Instructions to follow :: Pull out every line of the material below that contains the word "carrot" and copy each one unchanged. Case matters when matching.

Provided data ::
------------------------------------------------------------------------
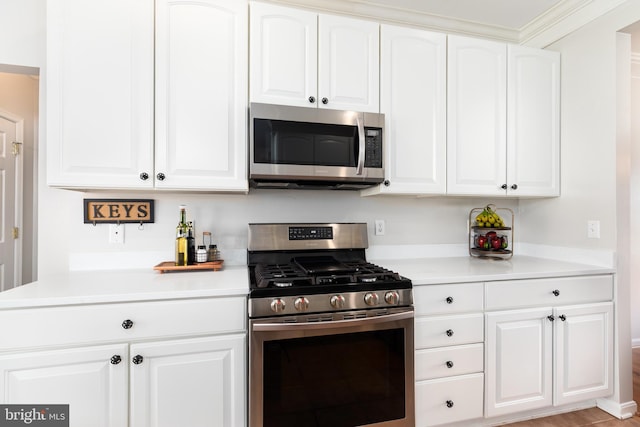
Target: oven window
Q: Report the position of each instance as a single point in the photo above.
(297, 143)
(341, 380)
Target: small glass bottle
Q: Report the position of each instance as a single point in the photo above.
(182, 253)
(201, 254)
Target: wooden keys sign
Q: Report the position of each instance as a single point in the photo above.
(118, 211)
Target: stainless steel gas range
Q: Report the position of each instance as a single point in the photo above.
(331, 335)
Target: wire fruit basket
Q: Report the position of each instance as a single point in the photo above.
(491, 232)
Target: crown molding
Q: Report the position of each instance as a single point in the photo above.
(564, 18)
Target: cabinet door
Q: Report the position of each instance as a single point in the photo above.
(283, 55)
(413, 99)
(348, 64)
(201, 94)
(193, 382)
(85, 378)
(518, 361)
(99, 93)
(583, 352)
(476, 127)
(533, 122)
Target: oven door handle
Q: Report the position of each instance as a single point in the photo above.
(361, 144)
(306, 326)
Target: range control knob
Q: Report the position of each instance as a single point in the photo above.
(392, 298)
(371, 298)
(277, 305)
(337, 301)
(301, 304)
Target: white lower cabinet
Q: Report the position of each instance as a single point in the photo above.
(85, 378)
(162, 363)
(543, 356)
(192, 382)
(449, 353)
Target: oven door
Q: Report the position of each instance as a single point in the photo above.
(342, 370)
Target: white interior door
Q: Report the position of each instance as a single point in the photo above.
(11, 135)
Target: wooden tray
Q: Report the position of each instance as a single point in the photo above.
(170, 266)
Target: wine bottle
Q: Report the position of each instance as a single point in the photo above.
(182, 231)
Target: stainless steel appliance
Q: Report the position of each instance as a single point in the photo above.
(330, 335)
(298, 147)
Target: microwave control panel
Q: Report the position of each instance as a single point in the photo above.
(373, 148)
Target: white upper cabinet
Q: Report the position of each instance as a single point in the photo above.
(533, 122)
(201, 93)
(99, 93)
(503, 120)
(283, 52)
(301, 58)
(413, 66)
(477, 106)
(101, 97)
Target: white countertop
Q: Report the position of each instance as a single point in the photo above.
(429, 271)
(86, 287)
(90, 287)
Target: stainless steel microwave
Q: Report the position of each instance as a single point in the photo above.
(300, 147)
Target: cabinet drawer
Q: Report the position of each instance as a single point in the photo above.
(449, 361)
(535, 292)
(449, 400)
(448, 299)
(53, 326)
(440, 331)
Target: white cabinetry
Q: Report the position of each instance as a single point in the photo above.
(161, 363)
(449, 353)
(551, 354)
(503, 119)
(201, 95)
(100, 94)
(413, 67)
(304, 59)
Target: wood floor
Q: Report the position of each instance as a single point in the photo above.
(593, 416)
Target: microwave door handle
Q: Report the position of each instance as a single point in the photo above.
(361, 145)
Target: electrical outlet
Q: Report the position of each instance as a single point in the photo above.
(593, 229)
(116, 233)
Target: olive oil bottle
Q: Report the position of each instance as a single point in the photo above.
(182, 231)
------------------------------------------------------------------------
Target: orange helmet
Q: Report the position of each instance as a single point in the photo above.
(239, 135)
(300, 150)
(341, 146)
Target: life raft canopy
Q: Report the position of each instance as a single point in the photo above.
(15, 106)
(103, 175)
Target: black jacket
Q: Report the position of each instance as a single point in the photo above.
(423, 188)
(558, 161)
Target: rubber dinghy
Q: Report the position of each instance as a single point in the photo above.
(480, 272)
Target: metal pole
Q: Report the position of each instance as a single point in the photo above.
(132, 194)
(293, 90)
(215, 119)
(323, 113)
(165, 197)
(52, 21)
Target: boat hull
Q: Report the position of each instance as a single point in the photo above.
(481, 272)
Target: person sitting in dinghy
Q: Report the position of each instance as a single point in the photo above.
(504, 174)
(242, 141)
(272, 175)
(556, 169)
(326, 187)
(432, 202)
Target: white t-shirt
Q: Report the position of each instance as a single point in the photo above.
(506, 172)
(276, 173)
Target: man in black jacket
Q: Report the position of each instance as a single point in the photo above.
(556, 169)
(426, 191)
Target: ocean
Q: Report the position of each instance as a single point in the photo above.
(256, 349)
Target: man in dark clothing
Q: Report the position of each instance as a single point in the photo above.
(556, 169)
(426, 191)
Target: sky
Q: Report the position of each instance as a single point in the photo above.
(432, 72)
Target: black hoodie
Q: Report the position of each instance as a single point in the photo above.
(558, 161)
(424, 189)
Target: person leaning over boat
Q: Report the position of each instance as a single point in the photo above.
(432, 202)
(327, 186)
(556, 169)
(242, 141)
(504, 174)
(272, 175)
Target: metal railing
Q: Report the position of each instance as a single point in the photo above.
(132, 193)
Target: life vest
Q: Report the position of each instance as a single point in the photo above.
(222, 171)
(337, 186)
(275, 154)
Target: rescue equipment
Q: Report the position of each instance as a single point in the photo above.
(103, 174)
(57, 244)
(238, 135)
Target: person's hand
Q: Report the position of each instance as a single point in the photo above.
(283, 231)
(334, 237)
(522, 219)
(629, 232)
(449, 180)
------------------------------------------------------------------------
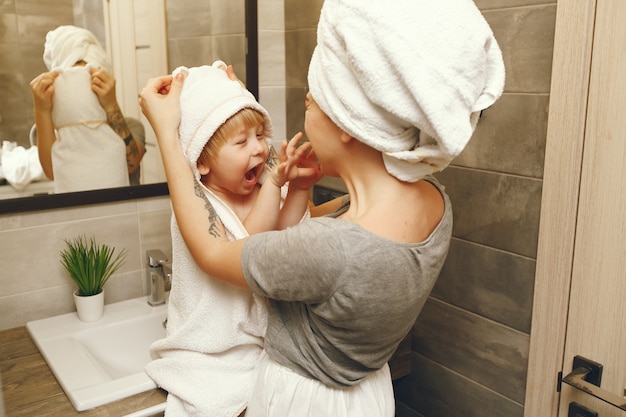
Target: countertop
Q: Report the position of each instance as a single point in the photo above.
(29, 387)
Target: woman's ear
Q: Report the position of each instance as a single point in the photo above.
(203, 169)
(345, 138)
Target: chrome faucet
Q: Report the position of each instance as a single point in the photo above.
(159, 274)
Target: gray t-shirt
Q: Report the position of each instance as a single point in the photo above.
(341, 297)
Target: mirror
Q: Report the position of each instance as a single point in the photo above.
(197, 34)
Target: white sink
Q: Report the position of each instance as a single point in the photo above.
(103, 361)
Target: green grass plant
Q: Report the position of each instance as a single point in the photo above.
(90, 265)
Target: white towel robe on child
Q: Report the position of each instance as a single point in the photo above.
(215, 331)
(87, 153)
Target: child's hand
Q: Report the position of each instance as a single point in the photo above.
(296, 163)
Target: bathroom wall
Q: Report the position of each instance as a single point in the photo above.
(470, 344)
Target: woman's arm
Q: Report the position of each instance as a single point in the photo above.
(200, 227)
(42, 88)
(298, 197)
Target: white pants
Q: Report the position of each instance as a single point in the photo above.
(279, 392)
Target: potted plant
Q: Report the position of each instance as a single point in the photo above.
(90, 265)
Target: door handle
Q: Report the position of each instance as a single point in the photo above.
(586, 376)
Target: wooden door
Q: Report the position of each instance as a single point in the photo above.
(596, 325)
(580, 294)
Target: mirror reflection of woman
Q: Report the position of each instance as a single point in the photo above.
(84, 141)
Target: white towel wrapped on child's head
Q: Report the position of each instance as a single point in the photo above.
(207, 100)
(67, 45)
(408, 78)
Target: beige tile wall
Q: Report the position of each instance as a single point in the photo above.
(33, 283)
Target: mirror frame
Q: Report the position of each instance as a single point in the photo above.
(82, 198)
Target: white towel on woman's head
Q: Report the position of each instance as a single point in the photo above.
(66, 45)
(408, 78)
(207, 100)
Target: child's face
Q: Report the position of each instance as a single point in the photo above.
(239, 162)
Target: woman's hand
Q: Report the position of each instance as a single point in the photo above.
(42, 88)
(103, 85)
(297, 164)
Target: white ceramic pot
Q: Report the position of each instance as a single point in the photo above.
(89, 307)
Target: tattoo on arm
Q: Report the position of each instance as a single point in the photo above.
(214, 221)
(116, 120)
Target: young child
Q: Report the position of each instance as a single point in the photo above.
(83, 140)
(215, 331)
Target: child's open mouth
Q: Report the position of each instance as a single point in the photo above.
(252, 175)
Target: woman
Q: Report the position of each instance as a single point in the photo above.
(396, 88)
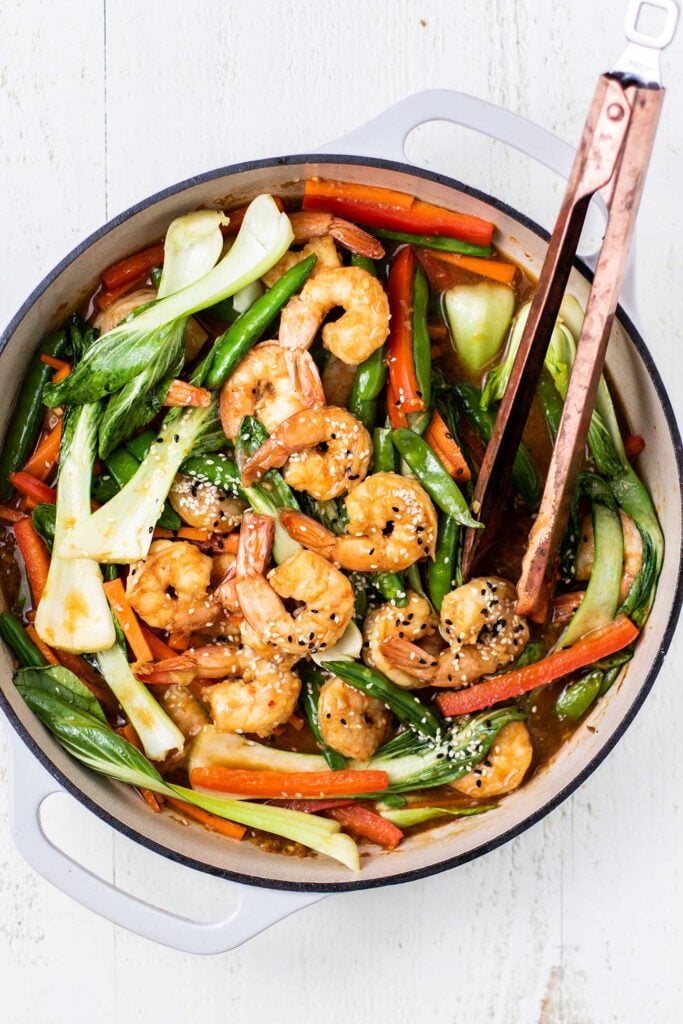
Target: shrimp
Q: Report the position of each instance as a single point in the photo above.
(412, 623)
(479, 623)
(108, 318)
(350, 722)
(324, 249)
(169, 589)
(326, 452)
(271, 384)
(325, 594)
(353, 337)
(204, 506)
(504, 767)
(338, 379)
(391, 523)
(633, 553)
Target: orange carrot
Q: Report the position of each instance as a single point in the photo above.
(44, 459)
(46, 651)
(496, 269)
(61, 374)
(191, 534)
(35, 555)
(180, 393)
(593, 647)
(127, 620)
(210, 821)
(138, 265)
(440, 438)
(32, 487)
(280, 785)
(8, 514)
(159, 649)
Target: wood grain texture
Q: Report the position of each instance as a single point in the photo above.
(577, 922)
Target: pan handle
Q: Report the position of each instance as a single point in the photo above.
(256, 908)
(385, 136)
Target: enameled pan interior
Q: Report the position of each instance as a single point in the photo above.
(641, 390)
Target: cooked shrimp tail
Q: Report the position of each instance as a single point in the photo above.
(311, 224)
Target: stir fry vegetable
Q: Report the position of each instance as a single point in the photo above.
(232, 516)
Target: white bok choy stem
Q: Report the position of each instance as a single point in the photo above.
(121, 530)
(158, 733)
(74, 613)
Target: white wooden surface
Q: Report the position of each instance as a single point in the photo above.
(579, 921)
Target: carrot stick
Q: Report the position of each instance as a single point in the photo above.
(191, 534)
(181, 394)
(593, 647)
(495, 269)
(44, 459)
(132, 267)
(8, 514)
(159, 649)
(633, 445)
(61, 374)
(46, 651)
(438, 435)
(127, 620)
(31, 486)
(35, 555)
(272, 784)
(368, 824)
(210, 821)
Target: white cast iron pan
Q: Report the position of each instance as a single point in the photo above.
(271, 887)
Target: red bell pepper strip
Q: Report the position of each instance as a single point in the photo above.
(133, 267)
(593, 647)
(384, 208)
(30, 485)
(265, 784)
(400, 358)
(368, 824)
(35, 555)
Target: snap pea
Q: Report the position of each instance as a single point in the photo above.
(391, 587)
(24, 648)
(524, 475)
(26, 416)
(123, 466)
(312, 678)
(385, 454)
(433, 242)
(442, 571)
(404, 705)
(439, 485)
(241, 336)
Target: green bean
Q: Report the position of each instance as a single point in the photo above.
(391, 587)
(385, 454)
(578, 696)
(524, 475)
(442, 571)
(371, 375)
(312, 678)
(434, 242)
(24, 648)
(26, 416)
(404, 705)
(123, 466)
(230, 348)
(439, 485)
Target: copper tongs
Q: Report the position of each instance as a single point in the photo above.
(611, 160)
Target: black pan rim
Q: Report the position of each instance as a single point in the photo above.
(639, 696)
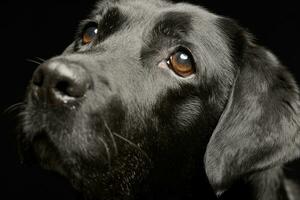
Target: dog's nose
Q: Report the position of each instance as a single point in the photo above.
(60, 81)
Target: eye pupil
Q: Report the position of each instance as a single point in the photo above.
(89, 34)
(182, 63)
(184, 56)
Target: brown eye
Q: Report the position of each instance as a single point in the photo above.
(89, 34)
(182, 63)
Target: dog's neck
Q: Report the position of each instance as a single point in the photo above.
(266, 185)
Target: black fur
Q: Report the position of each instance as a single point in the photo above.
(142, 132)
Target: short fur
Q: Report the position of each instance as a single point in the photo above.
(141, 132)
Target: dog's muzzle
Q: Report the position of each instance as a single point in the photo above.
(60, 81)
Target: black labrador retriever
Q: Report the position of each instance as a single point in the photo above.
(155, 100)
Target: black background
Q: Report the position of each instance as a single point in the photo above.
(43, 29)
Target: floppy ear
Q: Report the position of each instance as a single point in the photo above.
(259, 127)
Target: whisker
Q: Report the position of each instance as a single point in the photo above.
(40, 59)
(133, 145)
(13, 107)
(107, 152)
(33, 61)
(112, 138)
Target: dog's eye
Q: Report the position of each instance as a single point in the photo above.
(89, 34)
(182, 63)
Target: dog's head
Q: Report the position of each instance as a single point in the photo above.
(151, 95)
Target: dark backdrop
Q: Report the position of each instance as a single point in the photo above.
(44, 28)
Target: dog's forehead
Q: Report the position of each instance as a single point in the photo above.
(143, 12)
------------------------------------------------------------------------
Result of the task ::
Target: orange carrot
Target: carrot stick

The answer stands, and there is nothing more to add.